_SOURCE DOCUMENT_.
· · · ·
Black rat, ship rat, roof rat, house rat
As their alternative name suggests, they were commonly found on ships, resulting in their distribution throughout the world.
Up to 18 months.
Body length: 10-24cm, Weight: 150-200g.
Black rats are very similar in appearance to brown rats, but they are slimmer, with relatively larger ears and a longer tail. Despite their name, they are typically grey brown, with a pale grey underside, but they may be completely black.
Although native to Asia, black rats have spread all over the world. They have largely been replaced by the brown rat in Britain.
Black rats are highly adaptable and can be found in a variety of habitats, typically near human habituation.
They are omnivorous, but are more partial to fruit than brown rats are.
Black rats live in male dominated groups. Fights are common, often initiated by the females. They are predominantly nocturnal, but they will sometimes forage for food in the day.
As with brown rats, they have good auditory and olfactory senses, but black rats have better eyesight.
Most breeding activity occurs from March to November, and they produce 3-5 litters a year. Females give birth to 7-8 young after a gestation period of 23-24 days. They are weaned after 3-4 weeks.
Black rats are now one of the rarest mammals in the UK, but persist mainly around port towns, such as Liverpool, London, the Shiant Islands (Inner Hebrides) and Lundy island. They are subject to persistent pest control due to the damage they cause and the numerous diseases they spread, including bubonic plague, typhus and rabies.
· · · ·
_RECORD EXTRACTS_.

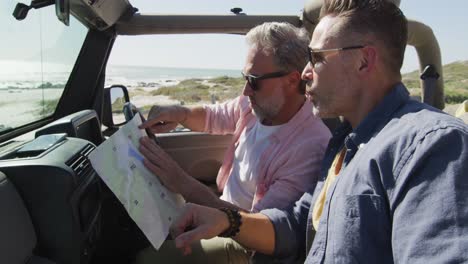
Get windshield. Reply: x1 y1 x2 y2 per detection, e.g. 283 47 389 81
0 1 87 134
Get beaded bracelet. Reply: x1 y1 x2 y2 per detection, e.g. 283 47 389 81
218 207 242 237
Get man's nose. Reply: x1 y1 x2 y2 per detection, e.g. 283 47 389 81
242 81 254 96
301 62 314 81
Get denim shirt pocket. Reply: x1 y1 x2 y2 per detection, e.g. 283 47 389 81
329 194 393 263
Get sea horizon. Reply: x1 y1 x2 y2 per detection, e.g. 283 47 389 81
0 60 241 90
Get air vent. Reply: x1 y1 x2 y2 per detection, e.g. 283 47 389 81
65 144 94 179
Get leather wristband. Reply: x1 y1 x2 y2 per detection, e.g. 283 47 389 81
218 207 242 237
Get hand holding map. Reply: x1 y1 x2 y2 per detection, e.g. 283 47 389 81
89 115 185 249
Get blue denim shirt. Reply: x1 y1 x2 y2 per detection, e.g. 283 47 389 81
262 84 468 264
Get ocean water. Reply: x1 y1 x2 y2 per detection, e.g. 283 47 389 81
0 60 241 90
0 60 241 130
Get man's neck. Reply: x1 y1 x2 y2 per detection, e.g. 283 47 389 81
343 75 401 129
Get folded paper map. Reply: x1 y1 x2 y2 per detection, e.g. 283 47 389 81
89 115 185 249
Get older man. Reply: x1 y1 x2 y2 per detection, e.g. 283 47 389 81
169 0 468 263
139 23 331 263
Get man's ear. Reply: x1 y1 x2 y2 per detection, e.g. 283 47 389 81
359 46 377 73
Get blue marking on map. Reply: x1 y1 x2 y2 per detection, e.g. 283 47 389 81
128 147 144 162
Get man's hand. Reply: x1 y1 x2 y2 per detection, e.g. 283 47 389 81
139 137 191 196
171 203 229 255
140 105 189 133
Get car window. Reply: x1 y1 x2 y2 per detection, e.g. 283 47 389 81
0 1 87 134
106 34 246 131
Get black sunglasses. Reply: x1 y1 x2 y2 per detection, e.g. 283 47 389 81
307 45 365 67
241 71 289 91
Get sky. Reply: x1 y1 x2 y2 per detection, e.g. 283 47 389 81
110 0 468 72
0 0 468 72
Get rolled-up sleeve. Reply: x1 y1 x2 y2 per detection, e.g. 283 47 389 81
260 192 312 259
389 125 468 263
252 148 324 212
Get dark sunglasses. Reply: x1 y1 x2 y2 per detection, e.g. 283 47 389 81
241 71 289 91
307 45 365 67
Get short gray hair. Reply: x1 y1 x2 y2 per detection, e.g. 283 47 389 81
246 22 310 78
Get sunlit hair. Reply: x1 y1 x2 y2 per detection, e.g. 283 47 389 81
246 22 310 93
320 0 408 74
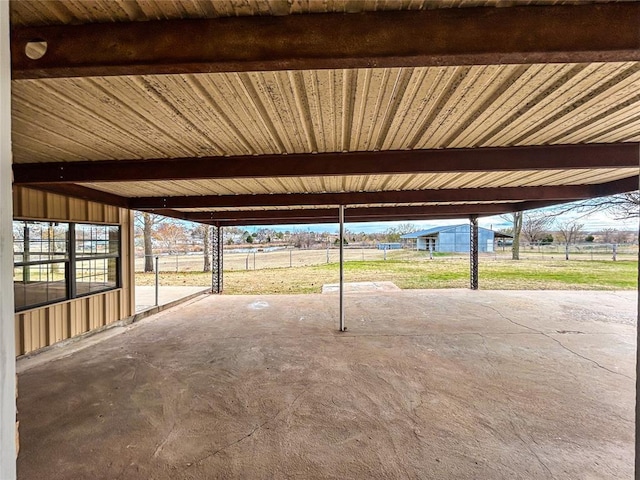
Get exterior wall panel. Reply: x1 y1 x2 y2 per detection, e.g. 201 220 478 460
13 187 135 355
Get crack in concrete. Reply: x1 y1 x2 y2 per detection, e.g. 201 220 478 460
187 389 308 468
509 419 556 479
483 305 635 382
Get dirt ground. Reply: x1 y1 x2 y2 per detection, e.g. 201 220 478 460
18 290 637 480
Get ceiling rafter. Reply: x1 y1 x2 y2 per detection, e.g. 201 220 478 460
11 2 640 79
13 143 640 184
183 203 518 223
130 176 638 210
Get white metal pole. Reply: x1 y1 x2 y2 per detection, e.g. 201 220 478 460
0 1 17 480
339 205 347 332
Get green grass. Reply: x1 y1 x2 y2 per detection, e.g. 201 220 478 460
136 258 638 294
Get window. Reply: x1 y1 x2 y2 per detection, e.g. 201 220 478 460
13 220 120 311
74 224 120 295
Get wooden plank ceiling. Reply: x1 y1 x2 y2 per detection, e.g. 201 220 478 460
11 0 640 225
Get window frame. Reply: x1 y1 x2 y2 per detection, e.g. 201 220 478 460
12 218 122 313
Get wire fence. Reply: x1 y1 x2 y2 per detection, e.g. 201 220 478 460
135 244 638 273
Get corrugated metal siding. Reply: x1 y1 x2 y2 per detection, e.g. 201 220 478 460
10 0 625 26
12 62 640 163
13 187 135 355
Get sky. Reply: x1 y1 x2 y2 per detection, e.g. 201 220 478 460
242 200 638 233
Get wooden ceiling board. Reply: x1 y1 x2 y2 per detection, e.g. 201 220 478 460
10 0 625 26
13 62 640 163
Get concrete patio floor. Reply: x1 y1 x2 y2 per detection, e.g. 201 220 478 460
18 290 637 480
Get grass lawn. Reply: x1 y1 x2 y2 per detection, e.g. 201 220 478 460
136 258 638 294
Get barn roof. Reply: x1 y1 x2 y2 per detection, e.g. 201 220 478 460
400 223 512 239
10 0 640 225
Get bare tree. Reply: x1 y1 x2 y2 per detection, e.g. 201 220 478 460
522 212 553 243
558 220 584 260
191 224 211 272
511 212 524 260
554 191 640 220
156 221 186 253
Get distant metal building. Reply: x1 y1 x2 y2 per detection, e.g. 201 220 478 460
378 242 402 250
401 223 511 253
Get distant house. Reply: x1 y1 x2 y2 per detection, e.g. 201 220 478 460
401 223 511 253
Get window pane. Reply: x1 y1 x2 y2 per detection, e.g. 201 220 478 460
13 262 67 309
13 221 69 263
76 224 115 257
75 258 118 295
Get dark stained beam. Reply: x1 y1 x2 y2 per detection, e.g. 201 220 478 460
130 176 638 210
25 183 129 208
181 203 520 223
11 2 640 79
212 214 507 227
13 143 640 184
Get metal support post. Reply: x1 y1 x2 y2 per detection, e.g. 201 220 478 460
211 225 224 293
156 255 160 307
0 2 17 480
469 215 478 290
339 205 347 332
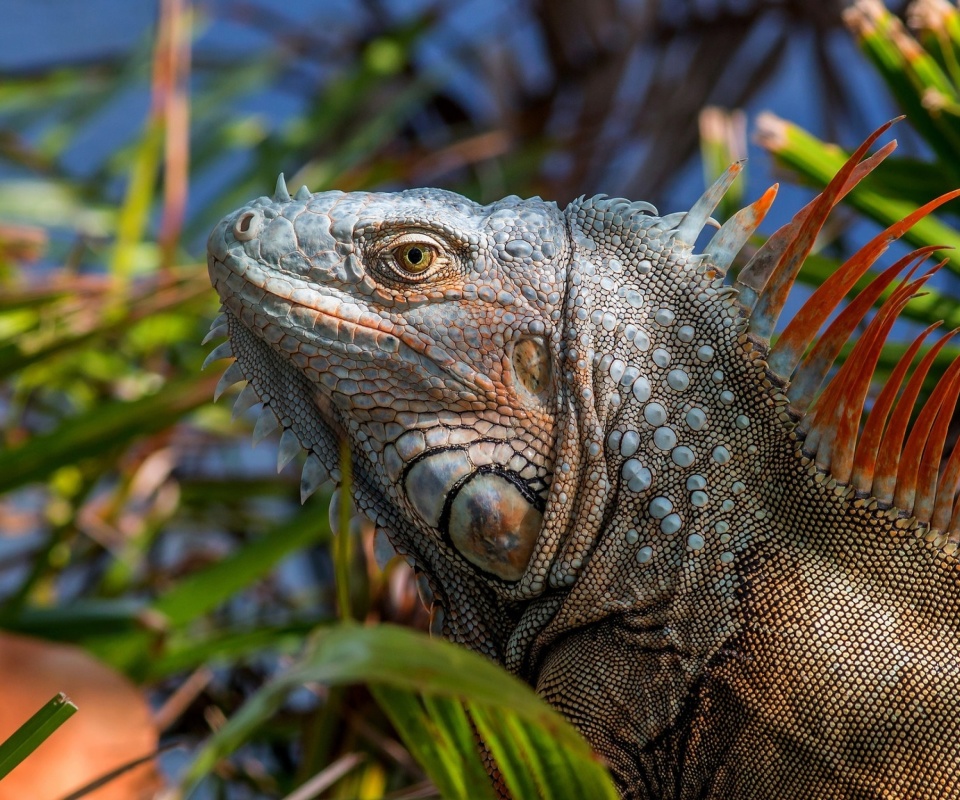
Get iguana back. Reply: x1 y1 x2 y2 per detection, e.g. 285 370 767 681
209 126 960 798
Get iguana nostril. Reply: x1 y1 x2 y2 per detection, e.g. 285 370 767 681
233 211 260 242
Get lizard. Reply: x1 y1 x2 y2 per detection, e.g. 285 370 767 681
208 123 960 798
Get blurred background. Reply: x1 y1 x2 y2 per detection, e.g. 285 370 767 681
0 0 960 800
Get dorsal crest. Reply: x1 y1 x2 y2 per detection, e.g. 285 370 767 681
718 120 960 548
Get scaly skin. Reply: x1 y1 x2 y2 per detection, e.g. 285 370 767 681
209 173 960 798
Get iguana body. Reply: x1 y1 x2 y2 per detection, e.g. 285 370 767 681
209 123 960 798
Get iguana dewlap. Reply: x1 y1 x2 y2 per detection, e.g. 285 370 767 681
209 122 960 798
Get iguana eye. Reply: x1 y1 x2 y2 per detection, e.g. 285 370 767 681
393 242 437 275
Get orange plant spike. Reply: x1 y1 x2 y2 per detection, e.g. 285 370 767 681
873 329 958 503
851 322 943 495
775 246 939 412
913 359 960 522
823 281 920 483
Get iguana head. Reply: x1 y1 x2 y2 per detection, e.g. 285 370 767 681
208 172 776 652
208 182 588 648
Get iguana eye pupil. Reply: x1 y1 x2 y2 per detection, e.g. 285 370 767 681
394 244 437 273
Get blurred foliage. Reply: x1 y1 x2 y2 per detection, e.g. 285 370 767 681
0 0 960 798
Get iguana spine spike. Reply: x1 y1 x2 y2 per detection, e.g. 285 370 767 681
277 428 302 472
200 325 228 345
300 453 330 505
200 339 233 369
213 361 247 402
850 322 936 492
231 383 260 420
703 183 780 272
871 329 957 503
675 161 744 246
740 121 896 340
273 172 290 203
780 247 937 413
251 405 280 445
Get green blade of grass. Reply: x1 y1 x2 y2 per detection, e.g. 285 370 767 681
757 113 960 272
0 375 217 492
184 623 617 800
0 692 77 780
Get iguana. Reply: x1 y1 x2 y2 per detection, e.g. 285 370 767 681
209 120 960 798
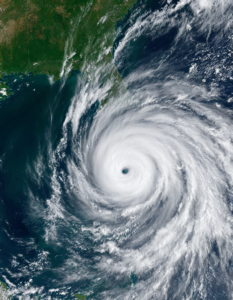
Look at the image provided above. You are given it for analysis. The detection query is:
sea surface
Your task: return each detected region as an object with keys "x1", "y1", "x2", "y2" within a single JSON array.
[{"x1": 0, "y1": 0, "x2": 233, "y2": 300}]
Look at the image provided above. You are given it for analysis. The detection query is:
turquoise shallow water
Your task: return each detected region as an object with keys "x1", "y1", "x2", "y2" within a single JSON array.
[{"x1": 0, "y1": 0, "x2": 233, "y2": 300}]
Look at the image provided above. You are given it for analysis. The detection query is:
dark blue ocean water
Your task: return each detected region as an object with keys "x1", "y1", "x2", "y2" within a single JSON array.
[{"x1": 0, "y1": 0, "x2": 233, "y2": 300}]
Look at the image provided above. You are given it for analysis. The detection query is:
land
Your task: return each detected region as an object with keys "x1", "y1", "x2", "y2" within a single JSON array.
[{"x1": 0, "y1": 0, "x2": 136, "y2": 86}]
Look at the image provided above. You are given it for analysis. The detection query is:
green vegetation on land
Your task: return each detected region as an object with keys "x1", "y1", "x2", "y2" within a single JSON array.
[{"x1": 0, "y1": 0, "x2": 136, "y2": 79}]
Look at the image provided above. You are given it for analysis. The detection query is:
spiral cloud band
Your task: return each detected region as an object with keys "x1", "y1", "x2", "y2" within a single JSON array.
[{"x1": 40, "y1": 1, "x2": 233, "y2": 300}]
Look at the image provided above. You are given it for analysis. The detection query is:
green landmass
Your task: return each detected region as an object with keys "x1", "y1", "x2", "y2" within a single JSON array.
[
  {"x1": 0, "y1": 0, "x2": 136, "y2": 79},
  {"x1": 74, "y1": 294, "x2": 87, "y2": 300}
]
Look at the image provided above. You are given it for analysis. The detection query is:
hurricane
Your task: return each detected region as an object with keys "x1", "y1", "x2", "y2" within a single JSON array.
[{"x1": 2, "y1": 0, "x2": 233, "y2": 300}]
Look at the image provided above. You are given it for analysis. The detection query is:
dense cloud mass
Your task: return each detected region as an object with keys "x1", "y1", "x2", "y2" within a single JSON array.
[{"x1": 1, "y1": 0, "x2": 233, "y2": 300}]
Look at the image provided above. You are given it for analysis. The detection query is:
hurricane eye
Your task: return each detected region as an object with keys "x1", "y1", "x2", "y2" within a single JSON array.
[{"x1": 122, "y1": 168, "x2": 129, "y2": 175}]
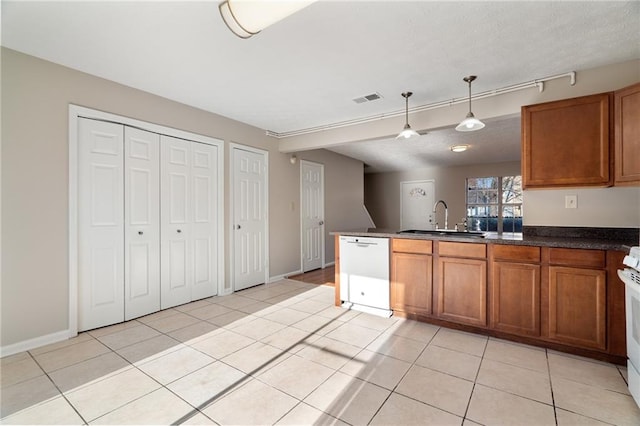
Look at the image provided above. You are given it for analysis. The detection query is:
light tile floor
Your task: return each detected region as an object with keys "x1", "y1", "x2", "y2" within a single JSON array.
[{"x1": 0, "y1": 280, "x2": 640, "y2": 426}]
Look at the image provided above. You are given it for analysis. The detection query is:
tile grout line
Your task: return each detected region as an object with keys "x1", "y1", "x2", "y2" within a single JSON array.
[{"x1": 27, "y1": 351, "x2": 89, "y2": 425}]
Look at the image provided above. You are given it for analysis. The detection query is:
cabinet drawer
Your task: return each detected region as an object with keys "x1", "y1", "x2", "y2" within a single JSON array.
[
  {"x1": 549, "y1": 248, "x2": 606, "y2": 268},
  {"x1": 438, "y1": 241, "x2": 487, "y2": 259},
  {"x1": 391, "y1": 238, "x2": 433, "y2": 254},
  {"x1": 492, "y1": 244, "x2": 540, "y2": 263}
]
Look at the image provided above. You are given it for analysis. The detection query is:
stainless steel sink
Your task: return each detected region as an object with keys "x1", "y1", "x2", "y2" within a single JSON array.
[{"x1": 398, "y1": 229, "x2": 484, "y2": 238}]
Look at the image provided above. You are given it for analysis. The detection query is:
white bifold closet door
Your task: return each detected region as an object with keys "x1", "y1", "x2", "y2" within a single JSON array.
[
  {"x1": 78, "y1": 119, "x2": 124, "y2": 331},
  {"x1": 124, "y1": 127, "x2": 160, "y2": 321},
  {"x1": 78, "y1": 119, "x2": 160, "y2": 330},
  {"x1": 160, "y1": 136, "x2": 218, "y2": 309}
]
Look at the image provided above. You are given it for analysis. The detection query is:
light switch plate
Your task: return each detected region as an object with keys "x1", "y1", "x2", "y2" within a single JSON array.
[{"x1": 564, "y1": 195, "x2": 578, "y2": 209}]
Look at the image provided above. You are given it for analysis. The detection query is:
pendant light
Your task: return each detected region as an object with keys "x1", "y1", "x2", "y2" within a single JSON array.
[
  {"x1": 456, "y1": 75, "x2": 484, "y2": 132},
  {"x1": 396, "y1": 92, "x2": 420, "y2": 139}
]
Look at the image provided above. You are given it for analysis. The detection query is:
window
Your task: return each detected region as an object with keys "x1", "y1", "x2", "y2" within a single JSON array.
[{"x1": 467, "y1": 176, "x2": 522, "y2": 232}]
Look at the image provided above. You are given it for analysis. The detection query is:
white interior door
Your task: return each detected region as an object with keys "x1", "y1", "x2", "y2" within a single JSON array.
[
  {"x1": 78, "y1": 118, "x2": 124, "y2": 331},
  {"x1": 191, "y1": 142, "x2": 219, "y2": 300},
  {"x1": 300, "y1": 161, "x2": 325, "y2": 272},
  {"x1": 400, "y1": 180, "x2": 435, "y2": 229},
  {"x1": 124, "y1": 127, "x2": 160, "y2": 321},
  {"x1": 160, "y1": 136, "x2": 193, "y2": 309},
  {"x1": 232, "y1": 148, "x2": 267, "y2": 291}
]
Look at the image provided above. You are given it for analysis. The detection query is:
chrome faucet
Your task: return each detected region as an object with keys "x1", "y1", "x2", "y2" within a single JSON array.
[{"x1": 433, "y1": 200, "x2": 449, "y2": 229}]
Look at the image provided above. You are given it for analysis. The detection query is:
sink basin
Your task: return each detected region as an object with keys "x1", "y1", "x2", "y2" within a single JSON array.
[{"x1": 398, "y1": 229, "x2": 484, "y2": 238}]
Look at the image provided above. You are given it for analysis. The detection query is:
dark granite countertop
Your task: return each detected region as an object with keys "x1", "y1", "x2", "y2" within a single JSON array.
[{"x1": 330, "y1": 226, "x2": 640, "y2": 252}]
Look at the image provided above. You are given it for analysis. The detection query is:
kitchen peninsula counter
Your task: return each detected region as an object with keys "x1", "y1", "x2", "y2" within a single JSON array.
[{"x1": 330, "y1": 226, "x2": 640, "y2": 252}]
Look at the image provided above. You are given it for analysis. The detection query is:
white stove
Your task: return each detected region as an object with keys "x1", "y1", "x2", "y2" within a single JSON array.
[{"x1": 618, "y1": 247, "x2": 640, "y2": 406}]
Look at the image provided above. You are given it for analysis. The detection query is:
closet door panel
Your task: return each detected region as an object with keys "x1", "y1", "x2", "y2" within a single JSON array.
[
  {"x1": 124, "y1": 127, "x2": 160, "y2": 320},
  {"x1": 160, "y1": 136, "x2": 193, "y2": 309},
  {"x1": 191, "y1": 142, "x2": 218, "y2": 300},
  {"x1": 78, "y1": 118, "x2": 124, "y2": 331}
]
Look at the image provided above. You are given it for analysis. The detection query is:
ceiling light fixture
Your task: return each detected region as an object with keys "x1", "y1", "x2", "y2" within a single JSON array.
[
  {"x1": 396, "y1": 92, "x2": 420, "y2": 139},
  {"x1": 218, "y1": 0, "x2": 315, "y2": 38},
  {"x1": 456, "y1": 75, "x2": 484, "y2": 132},
  {"x1": 450, "y1": 145, "x2": 469, "y2": 152}
]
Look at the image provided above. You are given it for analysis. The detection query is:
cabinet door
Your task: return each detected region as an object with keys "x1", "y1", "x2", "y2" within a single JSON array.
[
  {"x1": 490, "y1": 262, "x2": 540, "y2": 336},
  {"x1": 124, "y1": 127, "x2": 160, "y2": 321},
  {"x1": 614, "y1": 84, "x2": 640, "y2": 185},
  {"x1": 436, "y1": 257, "x2": 487, "y2": 327},
  {"x1": 391, "y1": 253, "x2": 433, "y2": 315},
  {"x1": 522, "y1": 93, "x2": 613, "y2": 188},
  {"x1": 548, "y1": 266, "x2": 607, "y2": 349}
]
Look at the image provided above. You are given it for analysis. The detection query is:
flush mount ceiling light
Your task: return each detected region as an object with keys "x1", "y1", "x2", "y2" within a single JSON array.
[
  {"x1": 396, "y1": 92, "x2": 420, "y2": 139},
  {"x1": 218, "y1": 0, "x2": 315, "y2": 38},
  {"x1": 456, "y1": 75, "x2": 484, "y2": 132},
  {"x1": 450, "y1": 145, "x2": 469, "y2": 152}
]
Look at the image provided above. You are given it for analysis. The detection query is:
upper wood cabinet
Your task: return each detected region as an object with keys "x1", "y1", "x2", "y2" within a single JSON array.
[
  {"x1": 614, "y1": 83, "x2": 640, "y2": 185},
  {"x1": 522, "y1": 93, "x2": 613, "y2": 188}
]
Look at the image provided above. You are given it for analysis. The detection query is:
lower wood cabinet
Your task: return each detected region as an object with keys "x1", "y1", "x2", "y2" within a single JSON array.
· · · ·
_LIST OF TASKS_.
1. Write out the black rat profile word for word from "Black rat, ship" to "rat in Britain.".
2. Using the black rat profile, decide whether each statement agrees with it: (a) Black rats see better than brown rats. (b) The gestation period of black rats lasts about six weeks. (c) Fights within black rat groups are often started by males.
The data stand apart from the black rat profile.

_SOLUTIONS TO THE PROBLEMS_.
1.
Black rat, ship rat, roof rat, house rat
As their alternative name suggests, they were commonly found on ships, resulting in their distribution throughout the world.
Up to 18 months.
Body length: 10-24cm, Weight: 150-200g.
Black rats are very similar in appearance to brown rats, but they are slimmer, with relatively larger ears and a longer tail. Despite their name, they are typically grey brown, with a pale grey underside, but they may be completely black.
Although native to Asia, black rats have spread all over the world. They have largely been replaced by the brown rat in Britain.

2.
(a) Yes: "but black rats have better eyesight."
(b) No: "after a gestation period of 23-24 days."
(c) No: "Fights are common, often initiated by the females."